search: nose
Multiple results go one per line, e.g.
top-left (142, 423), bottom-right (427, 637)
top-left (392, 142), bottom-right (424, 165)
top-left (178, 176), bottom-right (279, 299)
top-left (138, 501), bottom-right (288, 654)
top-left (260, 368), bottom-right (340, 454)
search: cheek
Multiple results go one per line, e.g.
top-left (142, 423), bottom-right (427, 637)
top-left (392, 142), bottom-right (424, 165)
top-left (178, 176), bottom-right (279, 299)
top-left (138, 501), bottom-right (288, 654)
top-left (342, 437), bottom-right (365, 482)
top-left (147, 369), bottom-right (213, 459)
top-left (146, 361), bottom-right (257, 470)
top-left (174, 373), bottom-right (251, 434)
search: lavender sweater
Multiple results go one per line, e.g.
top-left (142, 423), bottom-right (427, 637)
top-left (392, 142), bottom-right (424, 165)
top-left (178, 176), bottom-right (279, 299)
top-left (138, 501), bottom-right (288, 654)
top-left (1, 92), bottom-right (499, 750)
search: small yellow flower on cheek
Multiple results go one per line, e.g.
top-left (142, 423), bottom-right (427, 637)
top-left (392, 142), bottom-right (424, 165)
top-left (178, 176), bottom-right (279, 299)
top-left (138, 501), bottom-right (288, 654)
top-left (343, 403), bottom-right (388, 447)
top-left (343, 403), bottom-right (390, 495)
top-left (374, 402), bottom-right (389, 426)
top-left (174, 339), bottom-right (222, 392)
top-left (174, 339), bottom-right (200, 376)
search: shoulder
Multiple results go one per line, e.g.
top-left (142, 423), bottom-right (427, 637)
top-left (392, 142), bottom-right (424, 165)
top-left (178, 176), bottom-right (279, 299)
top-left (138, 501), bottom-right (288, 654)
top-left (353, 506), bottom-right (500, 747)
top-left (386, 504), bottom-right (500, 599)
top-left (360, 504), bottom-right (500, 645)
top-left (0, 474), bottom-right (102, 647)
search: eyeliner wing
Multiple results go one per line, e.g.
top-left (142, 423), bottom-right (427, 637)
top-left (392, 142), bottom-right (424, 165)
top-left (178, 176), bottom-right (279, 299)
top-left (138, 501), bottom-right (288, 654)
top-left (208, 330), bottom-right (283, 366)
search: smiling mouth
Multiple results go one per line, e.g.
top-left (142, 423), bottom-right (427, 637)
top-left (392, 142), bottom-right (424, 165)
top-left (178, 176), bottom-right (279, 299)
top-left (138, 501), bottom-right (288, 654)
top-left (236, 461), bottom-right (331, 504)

▸ **WORK TO BE COMPLETED**
Would you transcribe the entire listing above without any deviation?

▸ **TASK ANSWER**
search: nose
Multiple results go one per line, e.g.
top-left (142, 423), bottom-right (427, 637)
top-left (392, 142), bottom-right (424, 165)
top-left (178, 176), bottom-right (279, 299)
top-left (138, 501), bottom-right (288, 654)
top-left (260, 368), bottom-right (340, 454)
search: cheek
Multiple results go one per line, e.g.
top-left (142, 423), bottom-right (427, 637)
top-left (392, 142), bottom-right (424, 165)
top-left (178, 176), bottom-right (279, 299)
top-left (138, 501), bottom-right (288, 654)
top-left (342, 437), bottom-right (365, 482)
top-left (147, 369), bottom-right (213, 459)
top-left (146, 361), bottom-right (257, 470)
top-left (174, 373), bottom-right (251, 434)
search: lavender sweater
Multiple results go one per line, e.g.
top-left (142, 423), bottom-right (427, 637)
top-left (392, 142), bottom-right (424, 165)
top-left (178, 176), bottom-right (279, 299)
top-left (138, 501), bottom-right (288, 654)
top-left (1, 92), bottom-right (499, 750)
search: small yellow flower on cheek
Multiple results go one per line, e.g.
top-left (142, 423), bottom-right (427, 637)
top-left (392, 142), bottom-right (424, 165)
top-left (178, 176), bottom-right (279, 299)
top-left (138, 501), bottom-right (288, 654)
top-left (343, 403), bottom-right (388, 447)
top-left (343, 403), bottom-right (390, 495)
top-left (374, 402), bottom-right (389, 426)
top-left (174, 339), bottom-right (222, 392)
top-left (174, 339), bottom-right (200, 376)
search: shoulder
Multiple results go one per line, e.g.
top-left (142, 423), bottom-right (427, 637)
top-left (392, 142), bottom-right (424, 165)
top-left (178, 176), bottom-right (279, 299)
top-left (138, 501), bottom-right (288, 654)
top-left (353, 506), bottom-right (500, 747)
top-left (386, 504), bottom-right (500, 599)
top-left (360, 504), bottom-right (500, 645)
top-left (0, 474), bottom-right (102, 647)
search: eyeliner wing
Multiple results go one per line, e.g.
top-left (142, 423), bottom-right (427, 637)
top-left (392, 142), bottom-right (424, 165)
top-left (178, 176), bottom-right (279, 299)
top-left (138, 501), bottom-right (288, 654)
top-left (208, 330), bottom-right (283, 366)
search: smiling mouth
Multiple results go one per line, e.g.
top-left (142, 423), bottom-right (427, 637)
top-left (392, 142), bottom-right (424, 165)
top-left (178, 176), bottom-right (279, 299)
top-left (138, 501), bottom-right (288, 654)
top-left (236, 461), bottom-right (331, 504)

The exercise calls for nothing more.